Annotation records:
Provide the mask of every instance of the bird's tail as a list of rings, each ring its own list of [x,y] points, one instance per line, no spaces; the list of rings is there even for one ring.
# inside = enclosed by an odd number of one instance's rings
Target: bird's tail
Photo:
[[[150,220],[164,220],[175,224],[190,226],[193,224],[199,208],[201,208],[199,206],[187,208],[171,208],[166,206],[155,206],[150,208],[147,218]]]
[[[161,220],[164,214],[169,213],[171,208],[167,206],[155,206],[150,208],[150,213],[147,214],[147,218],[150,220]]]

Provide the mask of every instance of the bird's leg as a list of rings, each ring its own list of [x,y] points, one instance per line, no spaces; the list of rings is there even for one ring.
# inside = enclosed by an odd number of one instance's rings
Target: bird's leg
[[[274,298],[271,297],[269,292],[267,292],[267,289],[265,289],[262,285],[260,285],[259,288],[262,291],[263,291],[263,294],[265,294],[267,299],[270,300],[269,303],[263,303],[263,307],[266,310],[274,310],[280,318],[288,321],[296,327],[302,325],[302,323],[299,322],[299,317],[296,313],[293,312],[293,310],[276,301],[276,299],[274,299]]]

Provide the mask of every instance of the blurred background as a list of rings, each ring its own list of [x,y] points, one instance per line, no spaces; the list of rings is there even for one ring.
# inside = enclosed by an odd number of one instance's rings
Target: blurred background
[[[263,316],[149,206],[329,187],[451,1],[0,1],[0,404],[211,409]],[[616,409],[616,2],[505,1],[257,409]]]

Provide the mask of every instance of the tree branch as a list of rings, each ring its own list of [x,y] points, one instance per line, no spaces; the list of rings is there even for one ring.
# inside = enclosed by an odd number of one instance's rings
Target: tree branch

The request:
Rewrite the records with "Object" substituted for "Target" everywhere it occurs, and leave everything else unchanged.

Solution to this exercise:
Provide the mask of every instance of the bird's tail as a list of rings, each ring its own list of [x,y] points, one instance per line, no spaces; the list of rings is there even for one ring.
# inside = enclosed by an odd number of one instance's rings
Object: bird's tail
Photo:
[[[150,220],[164,220],[175,224],[190,226],[193,224],[199,208],[201,208],[199,206],[187,208],[171,208],[166,206],[155,206],[150,208],[147,218]]]
[[[161,220],[164,214],[169,213],[171,208],[167,206],[155,206],[150,208],[150,213],[147,214],[147,218],[150,220]]]

Provide the mask of every instance of the bird's leg as a list of rings, each ring its own list of [x,y] points, one instance per line, no spaces; the list of rings is there even for one ring.
# inside = enclosed by an odd number of one instance's rings
Object: bird's leg
[[[274,298],[271,297],[269,292],[267,292],[267,289],[265,289],[262,285],[260,285],[259,288],[262,291],[263,291],[263,294],[265,294],[267,299],[270,300],[269,303],[263,303],[263,307],[266,310],[274,310],[280,318],[288,321],[296,327],[302,325],[302,323],[299,322],[299,317],[296,313],[293,312],[293,310],[276,301],[276,299],[274,299]]]

Provide the mask of every instance of the blurred background as a list of rings, each ring its own list of [x,y] points, one instance per line, no spaces; the list of rings is there even for one ring.
# inside = enclosed by an odd number of one instance's rings
Object: blurred background
[[[263,316],[149,206],[329,187],[451,1],[0,1],[0,404],[211,409]],[[616,409],[616,2],[505,1],[257,409]]]

Provide the mask of every instance of the tree branch as a list of rings, each ring its own list of [x,y] points, one instance per line, no spaces; the list of rings is there even for one ring.
# inside = enclosed by an odd number of one instance's rings
Object: tree branch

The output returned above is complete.